_Description of the task_. Reproduce word for word the part of the food crisis passage starting with "A better approach" and going on through "to produce ethanol.".

_Document extract_.
How Do You Estimate the Effects?

The editors of the Washington Post provide advice on what we should do to reduce the likelihood of global famine:

Rich nations such as the United States, Australia and much of the European Union will see food prices jump even higher, straining lower-income households that already report they are struggling with inflation. But at least the bread and cereal aisles will still have products on the shelves. In many parts of the developing world, there will be a genuine risk of starvation and famine, because low-income countries do not have enough money to pay high food prices. Fifty countries depend on Russia and Ukraine for more than 30 percent of their wheat, and many are among the poorest nations in North Africa, Asia and the Middle East.

The worst possible response to the food crisis would be for wealthy nations to halt or heavily restrict exports of key crops. It’s tempting in tough times to hold on to all available supplies, but that exacerbates hunger in developing nations. This scenario played out during the Great Recession in 2008, when dozens of countries severely curbed exports of key crops, triggering food riots from Egypt to Haiti. Egypt has already banned exports of wheat, flour and beans. Meanwhile, China has been quietly scooping up supplies on the global market.

A better approach for the United States and its allies to take is to increase financial aid to the World Food Program and similar initiatives. These organizations respond quickly to needs on the ground and are connected to many suppliers. It would also help if the United States would end or at least temporarily waive the renewable fuel standard during this food crisis, because that diverts substantial amounts of U.S. corn, sorghum and barley to produce ethanol.

_Extracted material_.
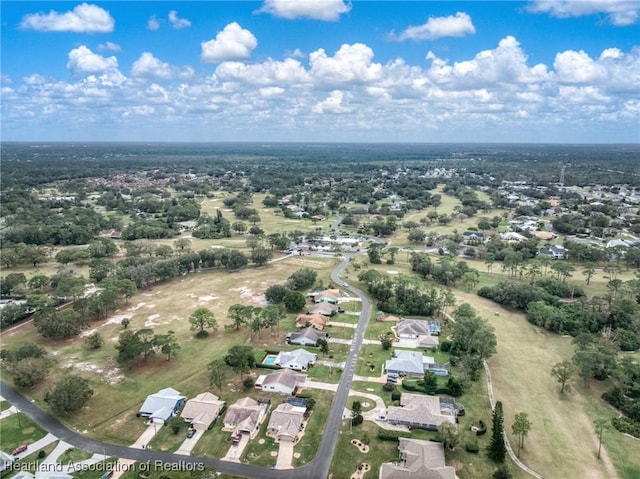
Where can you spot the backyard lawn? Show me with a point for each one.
(18, 429)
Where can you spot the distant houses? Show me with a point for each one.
(161, 406)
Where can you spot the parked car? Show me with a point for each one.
(19, 449)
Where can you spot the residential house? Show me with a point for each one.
(420, 411)
(414, 328)
(414, 364)
(306, 337)
(202, 410)
(298, 360)
(327, 296)
(543, 235)
(418, 460)
(161, 406)
(283, 381)
(6, 460)
(512, 237)
(245, 415)
(424, 332)
(317, 321)
(473, 237)
(323, 308)
(427, 342)
(618, 244)
(113, 234)
(286, 422)
(553, 252)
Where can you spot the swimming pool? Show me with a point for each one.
(270, 359)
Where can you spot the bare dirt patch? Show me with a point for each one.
(363, 447)
(111, 375)
(362, 470)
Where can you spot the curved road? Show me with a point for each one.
(318, 468)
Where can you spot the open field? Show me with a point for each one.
(561, 426)
(164, 307)
(527, 351)
(18, 429)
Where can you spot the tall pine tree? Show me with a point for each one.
(497, 449)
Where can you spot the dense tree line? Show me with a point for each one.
(403, 295)
(445, 271)
(618, 314)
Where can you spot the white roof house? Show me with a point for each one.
(162, 405)
(418, 460)
(245, 416)
(286, 422)
(298, 359)
(283, 381)
(411, 363)
(202, 410)
(421, 411)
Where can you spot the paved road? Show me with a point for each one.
(318, 468)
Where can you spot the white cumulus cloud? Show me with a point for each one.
(577, 67)
(153, 24)
(332, 104)
(83, 18)
(148, 66)
(457, 25)
(109, 46)
(326, 10)
(289, 71)
(232, 43)
(177, 22)
(83, 60)
(351, 63)
(505, 64)
(618, 12)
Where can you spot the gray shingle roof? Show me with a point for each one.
(420, 460)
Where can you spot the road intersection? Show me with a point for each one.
(318, 468)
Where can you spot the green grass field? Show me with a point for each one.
(18, 429)
(162, 307)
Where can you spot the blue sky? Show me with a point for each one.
(321, 70)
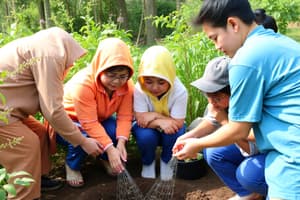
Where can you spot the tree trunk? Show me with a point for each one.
(42, 14)
(97, 9)
(123, 15)
(47, 10)
(150, 29)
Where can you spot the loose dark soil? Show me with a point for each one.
(101, 186)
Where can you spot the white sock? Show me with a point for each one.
(148, 171)
(166, 172)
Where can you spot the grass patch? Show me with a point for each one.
(294, 33)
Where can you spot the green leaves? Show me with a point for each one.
(6, 187)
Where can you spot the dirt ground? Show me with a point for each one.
(101, 186)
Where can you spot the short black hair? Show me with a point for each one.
(216, 12)
(266, 20)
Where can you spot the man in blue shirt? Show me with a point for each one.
(265, 92)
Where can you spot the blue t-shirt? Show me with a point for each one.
(264, 78)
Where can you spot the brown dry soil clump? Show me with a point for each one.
(101, 186)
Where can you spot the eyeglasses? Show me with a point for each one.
(113, 77)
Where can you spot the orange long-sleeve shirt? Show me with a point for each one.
(86, 100)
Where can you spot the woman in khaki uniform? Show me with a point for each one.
(36, 66)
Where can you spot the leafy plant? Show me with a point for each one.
(191, 51)
(7, 186)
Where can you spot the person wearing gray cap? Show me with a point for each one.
(264, 82)
(239, 165)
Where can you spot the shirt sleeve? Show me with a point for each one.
(246, 99)
(125, 114)
(85, 106)
(179, 102)
(48, 76)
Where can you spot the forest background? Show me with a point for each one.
(140, 23)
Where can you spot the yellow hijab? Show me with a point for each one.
(157, 62)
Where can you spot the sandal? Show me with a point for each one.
(74, 177)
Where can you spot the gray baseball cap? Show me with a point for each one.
(215, 76)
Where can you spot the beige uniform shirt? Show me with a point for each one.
(36, 66)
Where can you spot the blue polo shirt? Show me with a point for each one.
(264, 78)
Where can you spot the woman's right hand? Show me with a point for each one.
(114, 157)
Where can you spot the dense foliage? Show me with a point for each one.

_Complete output_.
A better approach for the United States and its allies to take is to increase financial aid to the World Food Program and similar initiatives. These organizations respond quickly to needs on the ground and are connected to many suppliers. It would also help if the United States would end or at least temporarily waive the renewable fuel standard during this food crisis, because that diverts substantial amounts of U.S. corn, sorghum and barley to produce ethanol.